EXERCISE OBJECTIVE:
The listing below holds a line with "box: [372, 768, 593, 888]" and a later line with "810L516 768L396 751L366". Write out those two lines and every line between them, exactly, and nothing else.

DATASET CONTENT:
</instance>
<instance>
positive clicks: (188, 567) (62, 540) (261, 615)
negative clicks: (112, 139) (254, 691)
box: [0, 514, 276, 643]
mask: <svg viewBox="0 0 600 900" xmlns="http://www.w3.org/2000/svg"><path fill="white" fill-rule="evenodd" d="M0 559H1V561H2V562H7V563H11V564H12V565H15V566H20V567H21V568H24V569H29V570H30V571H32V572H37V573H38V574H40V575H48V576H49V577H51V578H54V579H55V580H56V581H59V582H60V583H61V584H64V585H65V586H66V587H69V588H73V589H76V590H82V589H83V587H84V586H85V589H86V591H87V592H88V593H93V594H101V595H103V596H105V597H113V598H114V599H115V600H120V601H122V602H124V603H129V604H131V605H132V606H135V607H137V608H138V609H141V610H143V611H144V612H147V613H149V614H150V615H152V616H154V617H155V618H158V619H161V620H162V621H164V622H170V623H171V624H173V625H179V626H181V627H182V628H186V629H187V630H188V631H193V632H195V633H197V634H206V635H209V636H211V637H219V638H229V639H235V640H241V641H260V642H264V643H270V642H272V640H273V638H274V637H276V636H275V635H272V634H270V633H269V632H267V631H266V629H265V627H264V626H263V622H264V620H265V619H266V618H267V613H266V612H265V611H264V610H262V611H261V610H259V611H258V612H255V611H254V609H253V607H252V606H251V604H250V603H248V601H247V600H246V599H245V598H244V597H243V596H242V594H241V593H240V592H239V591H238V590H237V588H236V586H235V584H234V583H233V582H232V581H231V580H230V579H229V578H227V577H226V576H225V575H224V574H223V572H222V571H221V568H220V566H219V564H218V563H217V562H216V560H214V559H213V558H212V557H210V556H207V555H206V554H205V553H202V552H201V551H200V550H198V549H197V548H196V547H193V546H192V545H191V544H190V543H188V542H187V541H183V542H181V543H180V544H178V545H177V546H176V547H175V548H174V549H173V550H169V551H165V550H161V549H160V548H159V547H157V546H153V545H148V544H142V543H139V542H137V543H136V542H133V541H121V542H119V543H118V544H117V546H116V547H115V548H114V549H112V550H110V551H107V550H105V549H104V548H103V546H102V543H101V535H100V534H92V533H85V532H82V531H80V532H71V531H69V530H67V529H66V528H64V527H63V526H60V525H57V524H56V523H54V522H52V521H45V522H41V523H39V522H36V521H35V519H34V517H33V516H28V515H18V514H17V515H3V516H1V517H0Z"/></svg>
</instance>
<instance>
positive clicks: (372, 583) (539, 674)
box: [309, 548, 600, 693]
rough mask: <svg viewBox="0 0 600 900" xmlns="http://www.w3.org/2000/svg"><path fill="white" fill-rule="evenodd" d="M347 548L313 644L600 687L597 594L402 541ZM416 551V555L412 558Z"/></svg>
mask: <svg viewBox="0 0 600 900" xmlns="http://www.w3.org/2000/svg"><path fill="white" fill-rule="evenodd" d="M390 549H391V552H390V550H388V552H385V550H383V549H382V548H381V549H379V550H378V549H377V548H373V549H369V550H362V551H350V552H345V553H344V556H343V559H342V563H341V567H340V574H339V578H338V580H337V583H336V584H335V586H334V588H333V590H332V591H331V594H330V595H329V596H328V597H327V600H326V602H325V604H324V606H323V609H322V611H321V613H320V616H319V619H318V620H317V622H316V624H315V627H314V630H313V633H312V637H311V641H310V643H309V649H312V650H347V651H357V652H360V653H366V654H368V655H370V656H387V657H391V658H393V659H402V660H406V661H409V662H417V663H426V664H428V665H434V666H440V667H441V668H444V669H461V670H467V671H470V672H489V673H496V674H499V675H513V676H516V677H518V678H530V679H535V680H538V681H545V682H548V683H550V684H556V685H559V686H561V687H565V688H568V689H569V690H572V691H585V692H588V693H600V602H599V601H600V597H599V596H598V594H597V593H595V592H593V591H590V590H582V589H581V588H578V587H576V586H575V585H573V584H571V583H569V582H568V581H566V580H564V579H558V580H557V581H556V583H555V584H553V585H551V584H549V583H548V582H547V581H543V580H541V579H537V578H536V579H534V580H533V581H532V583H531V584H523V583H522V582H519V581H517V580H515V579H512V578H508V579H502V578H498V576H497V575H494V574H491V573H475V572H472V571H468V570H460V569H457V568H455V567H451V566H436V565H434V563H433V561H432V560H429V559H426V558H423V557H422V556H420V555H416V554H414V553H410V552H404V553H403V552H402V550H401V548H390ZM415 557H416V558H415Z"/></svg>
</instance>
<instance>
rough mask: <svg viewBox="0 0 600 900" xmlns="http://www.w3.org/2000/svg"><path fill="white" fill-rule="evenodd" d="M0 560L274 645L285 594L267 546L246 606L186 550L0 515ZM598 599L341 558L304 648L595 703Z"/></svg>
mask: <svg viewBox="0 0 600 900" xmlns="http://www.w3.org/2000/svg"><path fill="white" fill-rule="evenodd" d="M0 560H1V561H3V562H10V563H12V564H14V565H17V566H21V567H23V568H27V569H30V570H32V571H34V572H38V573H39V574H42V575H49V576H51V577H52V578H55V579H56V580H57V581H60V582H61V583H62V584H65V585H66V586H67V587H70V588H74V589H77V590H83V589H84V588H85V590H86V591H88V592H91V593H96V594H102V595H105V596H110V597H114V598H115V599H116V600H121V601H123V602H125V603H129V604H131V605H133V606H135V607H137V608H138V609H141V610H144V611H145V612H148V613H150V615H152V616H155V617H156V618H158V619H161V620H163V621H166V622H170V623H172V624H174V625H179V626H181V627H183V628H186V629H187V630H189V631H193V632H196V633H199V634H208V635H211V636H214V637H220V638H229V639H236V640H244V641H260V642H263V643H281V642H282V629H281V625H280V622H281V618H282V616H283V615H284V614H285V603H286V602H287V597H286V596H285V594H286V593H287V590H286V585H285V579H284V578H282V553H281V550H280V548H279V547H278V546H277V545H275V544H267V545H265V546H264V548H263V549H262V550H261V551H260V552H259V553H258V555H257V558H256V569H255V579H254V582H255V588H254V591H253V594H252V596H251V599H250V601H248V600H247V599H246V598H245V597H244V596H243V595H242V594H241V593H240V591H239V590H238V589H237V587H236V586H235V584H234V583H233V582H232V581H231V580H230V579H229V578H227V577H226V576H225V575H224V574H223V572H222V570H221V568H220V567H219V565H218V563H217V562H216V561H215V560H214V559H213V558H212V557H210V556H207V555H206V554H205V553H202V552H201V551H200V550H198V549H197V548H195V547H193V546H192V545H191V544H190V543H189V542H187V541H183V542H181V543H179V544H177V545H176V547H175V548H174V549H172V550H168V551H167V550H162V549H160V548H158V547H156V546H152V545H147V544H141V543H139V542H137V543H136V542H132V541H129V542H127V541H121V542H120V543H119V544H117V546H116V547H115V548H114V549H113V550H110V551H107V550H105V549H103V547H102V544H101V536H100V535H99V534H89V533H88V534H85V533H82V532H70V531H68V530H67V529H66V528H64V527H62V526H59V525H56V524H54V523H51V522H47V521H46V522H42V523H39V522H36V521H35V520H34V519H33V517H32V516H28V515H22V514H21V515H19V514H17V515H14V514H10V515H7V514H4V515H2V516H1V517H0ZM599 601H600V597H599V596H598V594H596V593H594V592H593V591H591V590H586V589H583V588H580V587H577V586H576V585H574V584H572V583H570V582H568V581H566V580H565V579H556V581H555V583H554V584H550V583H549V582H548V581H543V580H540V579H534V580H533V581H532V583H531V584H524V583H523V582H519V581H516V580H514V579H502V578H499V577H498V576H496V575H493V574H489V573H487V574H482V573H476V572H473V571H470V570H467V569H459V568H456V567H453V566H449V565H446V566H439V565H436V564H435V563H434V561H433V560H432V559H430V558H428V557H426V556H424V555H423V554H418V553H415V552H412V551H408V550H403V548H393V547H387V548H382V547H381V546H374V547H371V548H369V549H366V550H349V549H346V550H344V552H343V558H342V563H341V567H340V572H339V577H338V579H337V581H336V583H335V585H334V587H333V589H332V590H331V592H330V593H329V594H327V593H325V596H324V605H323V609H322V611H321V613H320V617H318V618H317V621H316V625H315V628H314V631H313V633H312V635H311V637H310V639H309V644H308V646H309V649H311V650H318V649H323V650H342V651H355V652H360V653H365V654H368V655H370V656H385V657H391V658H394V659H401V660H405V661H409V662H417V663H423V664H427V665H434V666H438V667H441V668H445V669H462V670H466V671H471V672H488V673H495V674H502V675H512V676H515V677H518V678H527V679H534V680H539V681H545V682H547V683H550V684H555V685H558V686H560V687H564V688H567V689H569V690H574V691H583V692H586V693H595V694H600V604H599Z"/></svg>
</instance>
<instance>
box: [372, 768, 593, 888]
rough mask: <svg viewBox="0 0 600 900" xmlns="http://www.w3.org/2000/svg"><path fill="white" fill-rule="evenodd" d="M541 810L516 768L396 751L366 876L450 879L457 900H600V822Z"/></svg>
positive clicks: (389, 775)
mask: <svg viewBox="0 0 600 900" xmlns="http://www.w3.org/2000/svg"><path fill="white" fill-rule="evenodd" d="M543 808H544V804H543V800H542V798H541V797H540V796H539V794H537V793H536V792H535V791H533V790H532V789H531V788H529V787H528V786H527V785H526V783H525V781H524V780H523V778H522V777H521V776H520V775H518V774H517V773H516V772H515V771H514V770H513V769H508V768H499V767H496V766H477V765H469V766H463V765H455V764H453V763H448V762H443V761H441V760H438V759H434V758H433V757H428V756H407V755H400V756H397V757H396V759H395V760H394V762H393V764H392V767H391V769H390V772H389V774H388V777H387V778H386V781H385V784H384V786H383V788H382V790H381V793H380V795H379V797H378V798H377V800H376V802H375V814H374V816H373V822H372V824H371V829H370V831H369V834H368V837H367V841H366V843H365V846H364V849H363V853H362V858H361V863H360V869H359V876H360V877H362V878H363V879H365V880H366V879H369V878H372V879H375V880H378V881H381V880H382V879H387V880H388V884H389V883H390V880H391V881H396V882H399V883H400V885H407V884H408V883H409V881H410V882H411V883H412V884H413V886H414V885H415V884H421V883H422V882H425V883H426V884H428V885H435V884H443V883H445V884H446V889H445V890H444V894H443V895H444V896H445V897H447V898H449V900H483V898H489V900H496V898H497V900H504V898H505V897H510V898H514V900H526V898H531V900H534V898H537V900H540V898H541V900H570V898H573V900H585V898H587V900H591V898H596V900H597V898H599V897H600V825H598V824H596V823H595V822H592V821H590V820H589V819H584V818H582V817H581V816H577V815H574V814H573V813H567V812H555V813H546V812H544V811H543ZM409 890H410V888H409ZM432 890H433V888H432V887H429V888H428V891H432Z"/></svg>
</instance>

...

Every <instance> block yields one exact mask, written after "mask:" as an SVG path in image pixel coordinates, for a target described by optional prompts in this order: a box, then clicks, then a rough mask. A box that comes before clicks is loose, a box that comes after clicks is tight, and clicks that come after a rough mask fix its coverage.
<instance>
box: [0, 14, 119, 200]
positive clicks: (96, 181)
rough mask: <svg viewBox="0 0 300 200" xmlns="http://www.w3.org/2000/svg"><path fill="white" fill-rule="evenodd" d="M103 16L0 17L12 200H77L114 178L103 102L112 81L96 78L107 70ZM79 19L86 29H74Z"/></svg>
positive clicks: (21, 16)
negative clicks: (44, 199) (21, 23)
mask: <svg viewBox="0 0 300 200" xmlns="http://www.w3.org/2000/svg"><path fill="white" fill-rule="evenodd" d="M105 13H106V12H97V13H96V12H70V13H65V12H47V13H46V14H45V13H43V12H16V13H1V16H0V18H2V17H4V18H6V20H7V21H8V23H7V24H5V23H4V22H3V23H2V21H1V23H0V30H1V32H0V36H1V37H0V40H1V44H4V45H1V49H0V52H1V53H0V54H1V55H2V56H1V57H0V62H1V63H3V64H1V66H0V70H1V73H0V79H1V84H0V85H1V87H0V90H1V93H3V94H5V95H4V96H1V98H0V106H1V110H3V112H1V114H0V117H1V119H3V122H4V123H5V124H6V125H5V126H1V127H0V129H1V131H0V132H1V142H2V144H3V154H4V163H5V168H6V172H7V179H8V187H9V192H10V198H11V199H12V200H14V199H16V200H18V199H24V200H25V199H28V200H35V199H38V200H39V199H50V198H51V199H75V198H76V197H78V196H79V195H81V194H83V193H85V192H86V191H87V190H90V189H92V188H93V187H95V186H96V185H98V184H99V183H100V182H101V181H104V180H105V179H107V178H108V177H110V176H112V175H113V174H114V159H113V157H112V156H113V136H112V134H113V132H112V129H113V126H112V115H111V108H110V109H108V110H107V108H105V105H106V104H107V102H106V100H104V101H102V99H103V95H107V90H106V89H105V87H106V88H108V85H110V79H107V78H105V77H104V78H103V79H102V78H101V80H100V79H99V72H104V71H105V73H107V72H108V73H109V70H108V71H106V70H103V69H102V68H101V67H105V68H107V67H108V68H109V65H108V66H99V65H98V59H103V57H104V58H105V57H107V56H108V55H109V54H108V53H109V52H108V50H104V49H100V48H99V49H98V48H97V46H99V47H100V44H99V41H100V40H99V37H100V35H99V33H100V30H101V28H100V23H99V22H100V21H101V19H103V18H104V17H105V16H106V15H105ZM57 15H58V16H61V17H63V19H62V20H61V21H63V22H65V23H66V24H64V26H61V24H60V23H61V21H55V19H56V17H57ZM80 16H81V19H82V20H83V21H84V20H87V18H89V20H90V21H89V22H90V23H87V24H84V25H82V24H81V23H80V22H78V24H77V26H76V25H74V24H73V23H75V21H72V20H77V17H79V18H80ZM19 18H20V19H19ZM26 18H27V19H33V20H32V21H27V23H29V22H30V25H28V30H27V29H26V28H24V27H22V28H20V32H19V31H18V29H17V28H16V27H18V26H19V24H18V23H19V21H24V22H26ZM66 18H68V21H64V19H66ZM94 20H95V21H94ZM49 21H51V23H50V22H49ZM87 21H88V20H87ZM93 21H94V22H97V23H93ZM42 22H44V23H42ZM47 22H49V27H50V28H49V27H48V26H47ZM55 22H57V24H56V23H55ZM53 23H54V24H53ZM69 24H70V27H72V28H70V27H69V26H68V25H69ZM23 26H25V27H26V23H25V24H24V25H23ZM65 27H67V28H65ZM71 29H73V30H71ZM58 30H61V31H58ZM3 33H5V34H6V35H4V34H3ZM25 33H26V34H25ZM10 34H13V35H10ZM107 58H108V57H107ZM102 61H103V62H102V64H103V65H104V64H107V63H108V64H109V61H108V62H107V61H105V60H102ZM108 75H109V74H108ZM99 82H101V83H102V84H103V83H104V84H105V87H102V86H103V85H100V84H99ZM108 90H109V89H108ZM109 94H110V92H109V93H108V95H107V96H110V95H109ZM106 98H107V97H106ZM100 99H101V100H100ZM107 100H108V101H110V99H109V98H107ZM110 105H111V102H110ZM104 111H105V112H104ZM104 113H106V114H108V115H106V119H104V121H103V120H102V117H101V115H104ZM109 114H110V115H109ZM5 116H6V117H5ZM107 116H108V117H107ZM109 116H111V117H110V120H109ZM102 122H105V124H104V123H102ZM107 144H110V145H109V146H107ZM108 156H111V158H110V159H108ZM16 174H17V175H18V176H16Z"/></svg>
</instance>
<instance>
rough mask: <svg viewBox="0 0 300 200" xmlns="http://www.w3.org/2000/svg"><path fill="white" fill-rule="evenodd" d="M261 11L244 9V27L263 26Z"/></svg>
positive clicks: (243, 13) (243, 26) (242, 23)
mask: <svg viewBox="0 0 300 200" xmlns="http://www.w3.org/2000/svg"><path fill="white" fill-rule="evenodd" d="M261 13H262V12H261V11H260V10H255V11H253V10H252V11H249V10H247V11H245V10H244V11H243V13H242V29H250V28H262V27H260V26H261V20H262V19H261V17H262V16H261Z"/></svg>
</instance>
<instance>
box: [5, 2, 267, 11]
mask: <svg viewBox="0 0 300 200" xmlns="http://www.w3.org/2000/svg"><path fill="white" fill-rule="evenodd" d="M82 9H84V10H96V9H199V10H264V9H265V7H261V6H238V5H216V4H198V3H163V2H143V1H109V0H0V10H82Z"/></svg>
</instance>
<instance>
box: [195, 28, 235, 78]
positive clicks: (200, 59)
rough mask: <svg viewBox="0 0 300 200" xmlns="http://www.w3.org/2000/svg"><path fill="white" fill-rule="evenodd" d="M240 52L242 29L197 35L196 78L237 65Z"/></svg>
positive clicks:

ANSWER FOR THIS EXERCISE:
box: [372, 768, 593, 888]
rough mask: <svg viewBox="0 0 600 900" xmlns="http://www.w3.org/2000/svg"><path fill="white" fill-rule="evenodd" d="M541 810L516 768L396 751L366 876L450 879L457 900H600V822Z"/></svg>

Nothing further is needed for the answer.